Multiply (me : in out; T : Trsf2d) is static;
---C++: alias operator *=
--- Purpose :
-- Computes the transformation composed from <me> and T.
-- <me> = <me> * T
PreMultiply (me : in out; T : Trsf2d) is static;
--- Purpose :
-- Computes the transformation composed from <me> and T.
-- <me> = T * <me>
Power (me : in out; N : Integer) raises ConstructionError is static;
Powered (me : in out; N : Integer) returns Trsf2d
raises ConstructionError
is static;
--- Purpose :
-- Computes the following composition of transformations
-- <me> * <me> * .......* <me>, N time.
-- if N = 0 <me> = Identity
-- if N < 0 <me> = <me>.Inverse() *...........* <me>.Inverse().

--- WHAT YOU HAVE TO DO ---
Print the 2D transformation method declarations above word for word.

--- Portion of a data file ---
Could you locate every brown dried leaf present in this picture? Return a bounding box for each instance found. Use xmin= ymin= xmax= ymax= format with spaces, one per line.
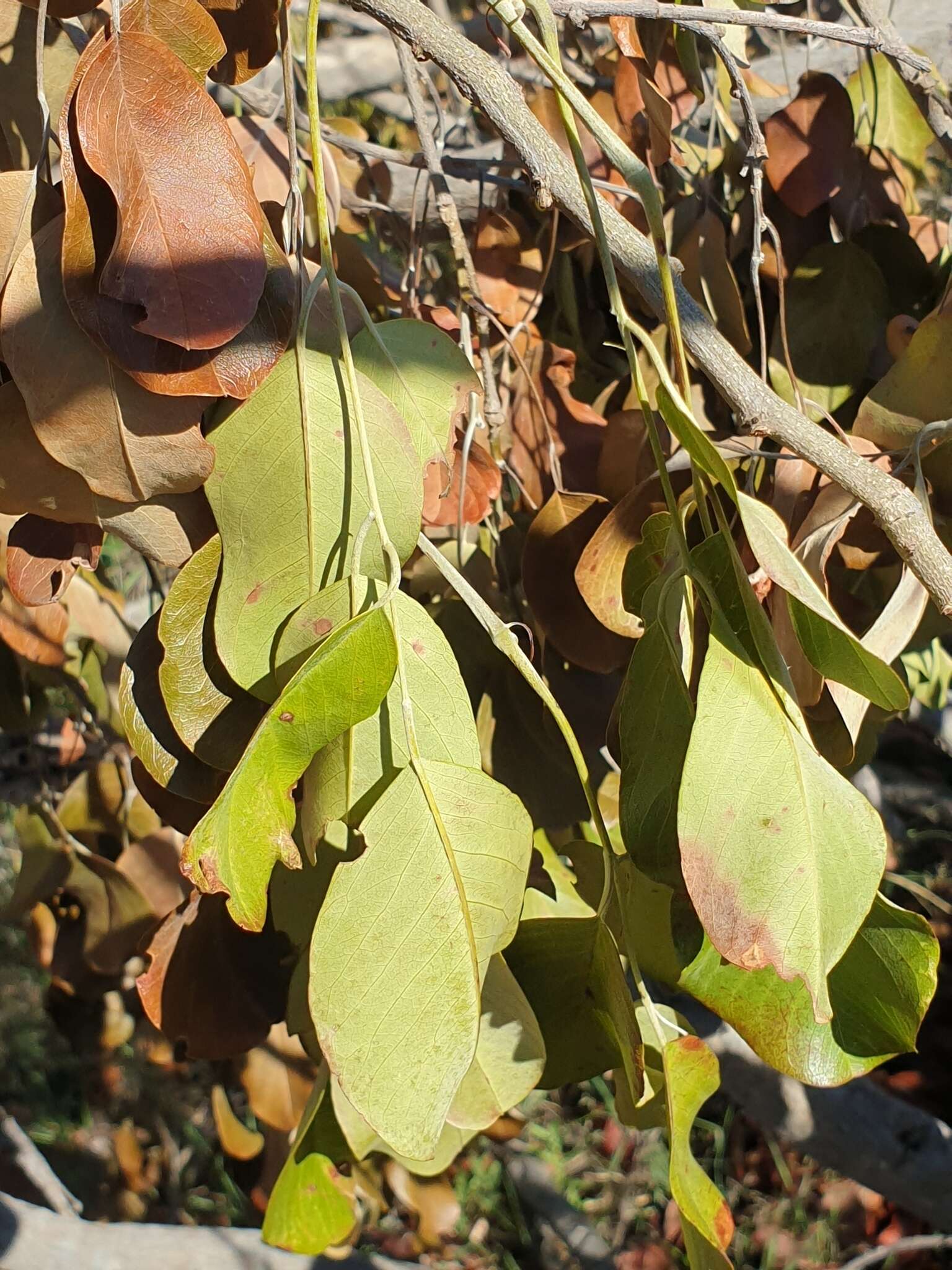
xmin=6 ymin=515 xmax=103 ymax=605
xmin=136 ymin=892 xmax=286 ymax=1059
xmin=75 ymin=29 xmax=267 ymax=349
xmin=764 ymin=74 xmax=853 ymax=216
xmin=522 ymin=493 xmax=631 ymax=673
xmin=423 ymin=434 xmax=503 ymax=525
xmin=0 ymin=217 xmax=214 ymax=500
xmin=202 ymin=0 xmax=278 ymax=84
xmin=0 ymin=590 xmax=70 ymax=665
xmin=575 ymin=482 xmax=660 ymax=639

--- RESULT OF THE TASK ---
Multiply (me : in out; T : Trsf2d) is static;
---C++: alias operator *=
--- Purpose :
-- Computes the transformation composed from <me> and T.
-- <me> = <me> * T
PreMultiply (me : in out; T : Trsf2d) is static;
--- Purpose :
-- Computes the transformation composed from <me> and T.
-- <me> = T * <me>
Power (me : in out; N : Integer) raises ConstructionError is static;
Powered (me : in out; N : Integer) returns Trsf2d
raises ConstructionError
is static;
--- Purpose :
-- Computes the following composition of transformations
-- <me> * <me> * .......* <me>, N time.
-- if N = 0 <me> = Identity
-- if N < 0 <me> = <me>.Inverse() *...........* <me>.Inverse().